**Instructions to follow:** From the entries below, gather each line containing the word "face".
[[ The input, beginning ]]
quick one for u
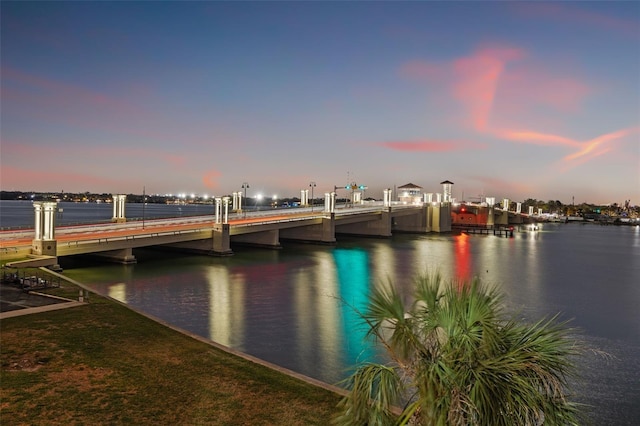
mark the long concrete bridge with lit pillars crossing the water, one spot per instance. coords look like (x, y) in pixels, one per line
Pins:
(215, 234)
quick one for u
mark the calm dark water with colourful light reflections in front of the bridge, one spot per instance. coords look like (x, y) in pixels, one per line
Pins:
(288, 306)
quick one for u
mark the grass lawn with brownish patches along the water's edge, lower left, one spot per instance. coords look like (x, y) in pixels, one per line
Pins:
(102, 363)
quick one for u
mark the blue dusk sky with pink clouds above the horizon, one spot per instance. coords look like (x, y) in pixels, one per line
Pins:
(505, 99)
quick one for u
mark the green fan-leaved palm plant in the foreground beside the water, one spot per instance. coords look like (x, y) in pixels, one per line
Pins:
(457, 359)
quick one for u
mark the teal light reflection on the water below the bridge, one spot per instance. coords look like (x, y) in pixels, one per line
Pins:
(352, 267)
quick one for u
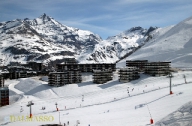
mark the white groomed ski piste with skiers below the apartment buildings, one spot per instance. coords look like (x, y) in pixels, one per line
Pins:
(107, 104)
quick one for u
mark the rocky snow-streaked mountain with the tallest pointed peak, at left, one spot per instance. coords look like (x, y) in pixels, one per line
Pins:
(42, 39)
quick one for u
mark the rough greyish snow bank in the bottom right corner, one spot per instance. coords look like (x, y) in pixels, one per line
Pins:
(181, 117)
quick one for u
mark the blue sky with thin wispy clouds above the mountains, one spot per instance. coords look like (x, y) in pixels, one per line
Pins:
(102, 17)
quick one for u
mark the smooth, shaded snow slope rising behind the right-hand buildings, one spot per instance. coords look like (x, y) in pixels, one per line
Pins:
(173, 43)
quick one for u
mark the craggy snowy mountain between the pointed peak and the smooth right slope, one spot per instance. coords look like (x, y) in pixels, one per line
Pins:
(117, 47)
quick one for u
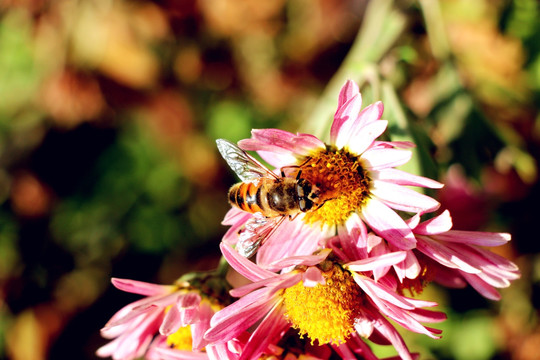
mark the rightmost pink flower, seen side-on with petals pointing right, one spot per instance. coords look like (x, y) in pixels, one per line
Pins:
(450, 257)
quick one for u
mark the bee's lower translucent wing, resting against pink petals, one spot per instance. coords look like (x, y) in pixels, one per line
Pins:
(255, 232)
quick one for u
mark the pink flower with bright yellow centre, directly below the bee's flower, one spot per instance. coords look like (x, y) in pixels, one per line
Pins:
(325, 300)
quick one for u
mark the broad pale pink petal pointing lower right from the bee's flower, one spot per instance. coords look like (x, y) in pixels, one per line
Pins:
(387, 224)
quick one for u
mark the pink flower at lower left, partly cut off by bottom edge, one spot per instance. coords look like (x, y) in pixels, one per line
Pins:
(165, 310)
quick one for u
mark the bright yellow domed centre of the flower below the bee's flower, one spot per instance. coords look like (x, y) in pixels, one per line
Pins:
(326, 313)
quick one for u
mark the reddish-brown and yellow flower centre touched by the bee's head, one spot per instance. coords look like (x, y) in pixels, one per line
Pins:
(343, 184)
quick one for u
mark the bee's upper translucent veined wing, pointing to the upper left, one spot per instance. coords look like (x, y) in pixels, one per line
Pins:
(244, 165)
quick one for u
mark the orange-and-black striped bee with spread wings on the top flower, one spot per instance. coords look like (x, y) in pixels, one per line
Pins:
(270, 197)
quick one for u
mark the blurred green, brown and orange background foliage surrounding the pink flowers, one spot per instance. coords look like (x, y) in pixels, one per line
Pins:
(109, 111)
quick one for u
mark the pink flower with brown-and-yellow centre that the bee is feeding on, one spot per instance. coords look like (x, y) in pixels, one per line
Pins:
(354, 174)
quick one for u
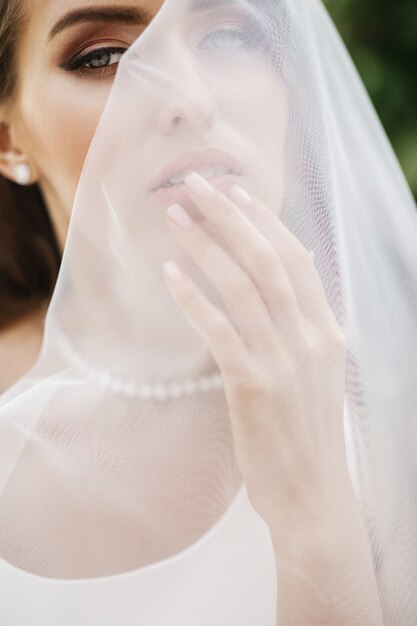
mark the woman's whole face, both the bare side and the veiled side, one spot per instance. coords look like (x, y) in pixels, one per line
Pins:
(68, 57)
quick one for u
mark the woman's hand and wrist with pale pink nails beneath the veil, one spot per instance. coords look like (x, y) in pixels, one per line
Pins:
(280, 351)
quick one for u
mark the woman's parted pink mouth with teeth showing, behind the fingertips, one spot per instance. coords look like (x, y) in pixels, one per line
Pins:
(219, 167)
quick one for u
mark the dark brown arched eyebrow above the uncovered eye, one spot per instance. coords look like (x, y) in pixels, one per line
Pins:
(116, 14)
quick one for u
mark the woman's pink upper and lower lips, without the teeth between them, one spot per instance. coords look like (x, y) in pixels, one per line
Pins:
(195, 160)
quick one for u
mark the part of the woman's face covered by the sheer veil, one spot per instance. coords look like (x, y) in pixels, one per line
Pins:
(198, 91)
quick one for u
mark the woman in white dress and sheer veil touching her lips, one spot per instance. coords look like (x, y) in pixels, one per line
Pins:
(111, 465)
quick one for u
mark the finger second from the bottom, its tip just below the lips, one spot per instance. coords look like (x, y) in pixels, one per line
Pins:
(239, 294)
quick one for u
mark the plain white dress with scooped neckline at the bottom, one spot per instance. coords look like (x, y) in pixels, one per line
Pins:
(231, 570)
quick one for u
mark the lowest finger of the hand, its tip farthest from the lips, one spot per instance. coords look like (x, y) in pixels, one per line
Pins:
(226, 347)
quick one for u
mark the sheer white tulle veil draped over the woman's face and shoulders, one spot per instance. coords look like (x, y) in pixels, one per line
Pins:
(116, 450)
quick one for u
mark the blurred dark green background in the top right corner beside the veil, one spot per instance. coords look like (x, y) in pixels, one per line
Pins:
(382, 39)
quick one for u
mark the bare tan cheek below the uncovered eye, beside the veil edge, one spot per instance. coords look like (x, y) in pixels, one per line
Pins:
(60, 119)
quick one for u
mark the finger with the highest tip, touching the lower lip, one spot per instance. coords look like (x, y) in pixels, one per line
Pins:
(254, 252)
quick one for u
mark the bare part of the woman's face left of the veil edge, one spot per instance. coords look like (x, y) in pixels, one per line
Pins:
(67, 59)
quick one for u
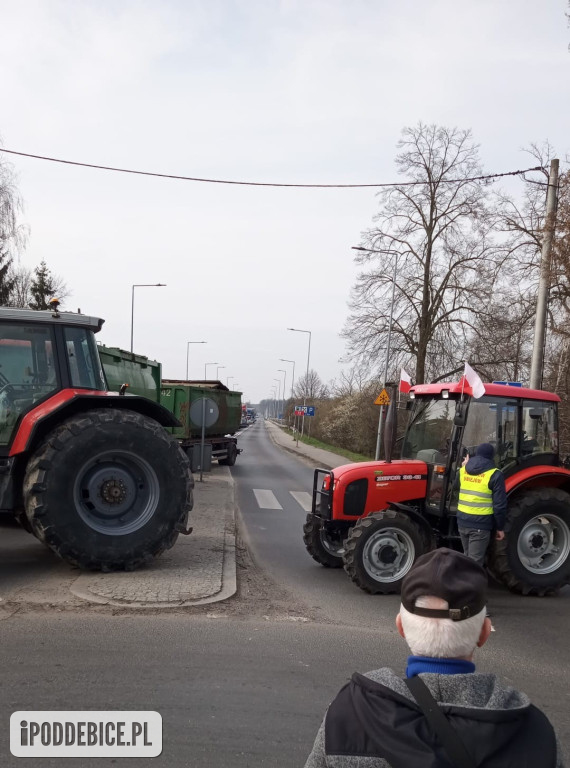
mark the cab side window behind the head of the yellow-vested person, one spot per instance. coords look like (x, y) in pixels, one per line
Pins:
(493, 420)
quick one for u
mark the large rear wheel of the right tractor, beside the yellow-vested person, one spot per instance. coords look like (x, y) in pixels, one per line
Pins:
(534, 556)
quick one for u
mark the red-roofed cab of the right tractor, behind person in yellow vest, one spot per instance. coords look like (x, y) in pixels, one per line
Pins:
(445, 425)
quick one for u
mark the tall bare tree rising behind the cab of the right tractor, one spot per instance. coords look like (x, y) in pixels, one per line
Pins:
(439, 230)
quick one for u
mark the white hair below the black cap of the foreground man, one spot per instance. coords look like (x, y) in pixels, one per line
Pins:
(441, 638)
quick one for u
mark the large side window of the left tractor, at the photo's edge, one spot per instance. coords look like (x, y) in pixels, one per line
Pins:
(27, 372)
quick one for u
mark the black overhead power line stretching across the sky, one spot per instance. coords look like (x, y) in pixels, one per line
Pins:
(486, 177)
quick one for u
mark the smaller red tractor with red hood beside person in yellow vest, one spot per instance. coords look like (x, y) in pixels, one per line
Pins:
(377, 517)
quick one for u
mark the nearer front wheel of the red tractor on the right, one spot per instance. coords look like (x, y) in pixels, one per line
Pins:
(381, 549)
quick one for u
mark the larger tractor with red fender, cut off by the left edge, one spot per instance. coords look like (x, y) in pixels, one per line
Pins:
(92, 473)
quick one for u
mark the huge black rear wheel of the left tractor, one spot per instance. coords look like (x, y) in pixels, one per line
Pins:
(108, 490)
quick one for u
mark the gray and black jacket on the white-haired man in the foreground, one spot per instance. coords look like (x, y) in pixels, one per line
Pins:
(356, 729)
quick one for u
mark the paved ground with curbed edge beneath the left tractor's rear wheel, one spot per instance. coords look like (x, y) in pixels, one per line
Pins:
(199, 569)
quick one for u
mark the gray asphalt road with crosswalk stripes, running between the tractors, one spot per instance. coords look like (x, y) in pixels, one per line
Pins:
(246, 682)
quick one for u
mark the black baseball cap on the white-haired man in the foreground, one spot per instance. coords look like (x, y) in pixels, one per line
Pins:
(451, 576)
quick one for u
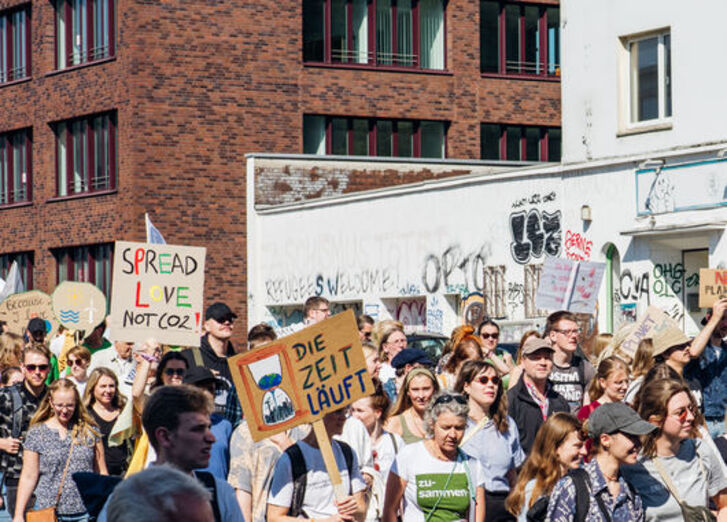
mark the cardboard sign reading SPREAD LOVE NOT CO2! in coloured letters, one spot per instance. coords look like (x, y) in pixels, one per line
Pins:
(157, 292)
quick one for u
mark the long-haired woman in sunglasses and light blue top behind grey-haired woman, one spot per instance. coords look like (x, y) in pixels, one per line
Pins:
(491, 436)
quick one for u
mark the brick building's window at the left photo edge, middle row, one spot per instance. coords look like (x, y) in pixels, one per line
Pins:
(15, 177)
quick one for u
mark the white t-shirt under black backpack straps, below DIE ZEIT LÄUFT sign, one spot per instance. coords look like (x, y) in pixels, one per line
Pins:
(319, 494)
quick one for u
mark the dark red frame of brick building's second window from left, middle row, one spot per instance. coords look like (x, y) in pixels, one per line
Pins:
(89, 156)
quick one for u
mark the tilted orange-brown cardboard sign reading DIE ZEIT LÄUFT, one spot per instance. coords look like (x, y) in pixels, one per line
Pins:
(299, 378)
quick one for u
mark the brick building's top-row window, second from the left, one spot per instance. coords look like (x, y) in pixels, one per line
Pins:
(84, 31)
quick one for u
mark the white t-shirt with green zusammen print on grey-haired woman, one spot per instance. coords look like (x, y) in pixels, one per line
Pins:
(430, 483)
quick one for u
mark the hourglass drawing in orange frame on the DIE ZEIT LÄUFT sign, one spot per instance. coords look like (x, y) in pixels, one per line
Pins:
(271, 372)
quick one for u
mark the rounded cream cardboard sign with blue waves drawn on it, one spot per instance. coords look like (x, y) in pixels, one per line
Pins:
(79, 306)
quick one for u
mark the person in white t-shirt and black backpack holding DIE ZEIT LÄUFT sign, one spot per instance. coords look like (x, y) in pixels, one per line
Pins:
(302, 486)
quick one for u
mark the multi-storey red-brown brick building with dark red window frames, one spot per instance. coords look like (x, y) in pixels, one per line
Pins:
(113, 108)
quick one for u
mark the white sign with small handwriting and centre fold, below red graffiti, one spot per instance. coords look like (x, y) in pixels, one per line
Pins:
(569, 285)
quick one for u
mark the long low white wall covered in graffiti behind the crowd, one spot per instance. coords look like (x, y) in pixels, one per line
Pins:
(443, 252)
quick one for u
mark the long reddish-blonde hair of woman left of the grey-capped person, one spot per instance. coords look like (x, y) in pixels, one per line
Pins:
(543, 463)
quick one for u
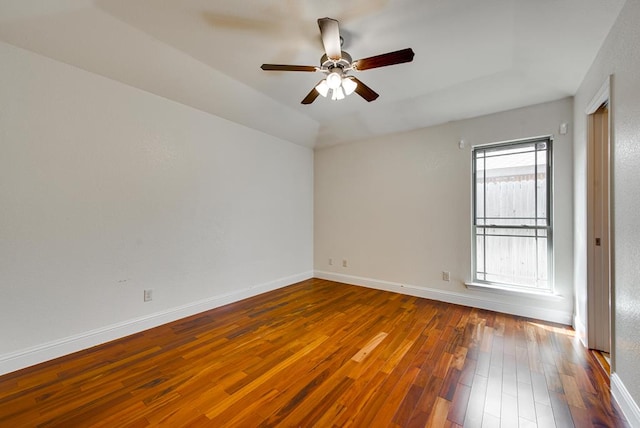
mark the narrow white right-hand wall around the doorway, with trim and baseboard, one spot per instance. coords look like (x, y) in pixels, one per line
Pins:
[[ The input, end ]]
**Exercise response:**
mark the woman's whole face, both the bare side and the veiled side, one spot per instance. coords look like (x, y) in pixels, one per line
mark the part of the woman's face covered by the sheer veil, one spot per instance. coords look like (x, y) in pixels, one per line
mark the sheer white tulle veil draped over the woman's face and shoulders, one spot per instance. coords look like (x, y) in pixels, one per line
mark the bare part of the woman's face left of the veil edge, one spot per instance. coords look like (x, y) in pixels, one per line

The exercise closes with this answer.